THE REQUEST: Rewrite the romanization discussion from "I object a completely" to "in the songs.", changing "HKSAR" to "Hong Kong".

PASSAGE TO READ:
Anyway, the proposal was actually addressing this wording issue (we specified that when we talk about Chinese, we mean Mandarin, this draft doesn't say anything like that), but it seems like the error is back again. There shouldn't be "each Chinese character", but "each Mandarin character".
Skylish
The standard of romanization should be defined as: translating a language into Latin words. Under the rationale of transcription, the romanization of letters (in Latin letters) should be followed by the language. Dialects or different languages should be considered as independent language system since they have completely different pronunciation methods and systems.

I object a completely 100% Hanyu Pinyin forced on other Chinese languages excluding Mandarin under the PRC standardized Chinese.

EDIT:

Another issue is the usage of Traditional Chinese and Simplified Chinese. Simply speaking, only Taiwan region, HKSAR and Macau use Traditional Chinese. Hence the metadata from these regions should be Traditional Chinese, no matter what languages are in the songs.
Ulysses

Wafu wrote:

@nold_1702: I don't really think that such a minority language (in osu!, it is a rarity in beatmaps) needs a specification. Simply because you then need to discuss whether Jyutping is the most appropriate to use. Although its Romanisation doesn't necessarily contain "characters with accents", it does contain numbers that define the accent, which is not understandable by anyone who doesn't know Jyutping specifically.
(This post is a continuation of my first post on page 12; the 179th post.)

You made some interesting points. However, I still believe that there is a need to Romanise Cantonese title by using Jyutping, not Pinyin. You arguments can be summarised as follow:

Wafu's Arguments


1. Cantonese is a minority language (on osu!). As such, we do not need to Romanise Cantonese.
2. To Romanise Cantonese the community needs to discuss which Jyutping is the most appropriate to use, therefore, in avoidance of this inconvenience, it is better for the community not to discuss.
3. The tones are to be taken into consideration, and it is troublesome. Thus, the community should not discuss it.

PROVIDED DATA:
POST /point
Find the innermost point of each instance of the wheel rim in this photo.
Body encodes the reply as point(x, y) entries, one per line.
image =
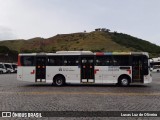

WRITTEN ANSWER:
I object a completely 100% Hanyu Pinyin forced on other Chinese languages excluding Mandarin under the PRC standardized Chinese.

EDIT:

Another issue is the usage of Traditional Chinese and Simplified Chinese. Simply speaking, only Taiwan region, Hong Kong and Macau use Traditional Chinese. Hence the metadata from these regions should be Traditional Chinese, no matter what languages are in the songs.